選んだ文章 -
....

現在では、モノポリーに似たゲームも多く発売されていて、その中でも有名どころを上げれば「いただきストリート」「カルドセプト」はこのゲームに強く影響を受けているとされる(広義では桃太郎電鉄もこのゲームの亜種とされる場合がある)
世界選手権
初代販売元であるパーカーブラザーズ主催で1973年に第1回が開催されて以来、数年おきに開催されている世界大会。ハズブロが販売元になってからはハズブロ主催で行われている。
各国の競技団体が主催する選手選考会を勝ち抜いた各国の代表者とディフェンディングチャンピオンが開催地となる都市に集まり、予選、準決勝、決勝を経て優勝者を決定する。大会の進行は全て英語で行われ、非英語圏の出場者にはそれぞれ通訳が用意される。大会の円滑な進行のため第13回大会からアメリカ版のローカルルールであったスピードダイスが採用されているが、日本選手権ではまだ導入されていない。

....

やること -
1/ モノポリーについての文章を読んで、次の問いに答えてください。
(a) このゲームに強く影響を受けているとされるゲームとして、名前が挙がっているのはどれですか。
(b) 世界大会の第1回は何年に、どこの主催で開かれましたか。
(c) 世界大会は何語で進められ、英語圏ではない国の出場者には何が用意されますか。
2/ モノポリーについての文章の続きを書いてください。

データの部分 -

....

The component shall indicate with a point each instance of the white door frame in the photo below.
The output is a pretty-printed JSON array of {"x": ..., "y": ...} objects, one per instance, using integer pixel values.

....

答え -
1/
(a) 「いただきストリート」と「カルドセプト」
(b) 1973年に、パーカーブラザーズの主催で開かれた。
(c) 全て英語で進められ、英語圏ではない国の出場者にはそれぞれ通訳が用意される。

2/
第4回以降は優勝者に賞金が出るようになり、第7回以降の賞金額はゲームセットに入っている紙幣の総額となっている。第14回大会での賞金は$20,580。
第7回から日本人選手も出場するようになり、第8回と第11回大会は日本人選手が制している。第8回の優勝者百田郁夫は一時期テレビゲーム版モノポリーのディレクターを担当、質の向上とゲーム人口の増加に貢献した。百田氏はゲーム開発が本業であり、開発当時はエイプ所属、日本モノポリー協会の副会長でもある。第11回大会優勝者の岡田豊も協会専務。また日本人選手は勝ち上がり率が高く、第7回以降の半数の大会で決勝に進出している。
日本代表として世界選手権に出場するためには、毎年開催される日本国内のタイトル戦で優勝して代表決定戦メンバーとして登録された上で代表選考会を勝ち抜く必要がある。
交渉で騙されないためのヒント
上記の通り、プレイヤー間の交渉はモノポリーの重要な要素の1つである。しかしプレイ経験の少ない初心者が、悪意を持った経験者に詐欺まがいの交渉を持ちかけられるケースが後を絶たない。かといって、騙されるのを恐れて一切交渉を受けなければ、勝利はほぼ不可能である。
そこで、交渉の優劣を見分けるためのポイントや、初心者が騙されやすい点を列挙してみた。
「気づかないうちに形勢が不利になっていた」というあなたは、ぜひ参考にしてみてほしい。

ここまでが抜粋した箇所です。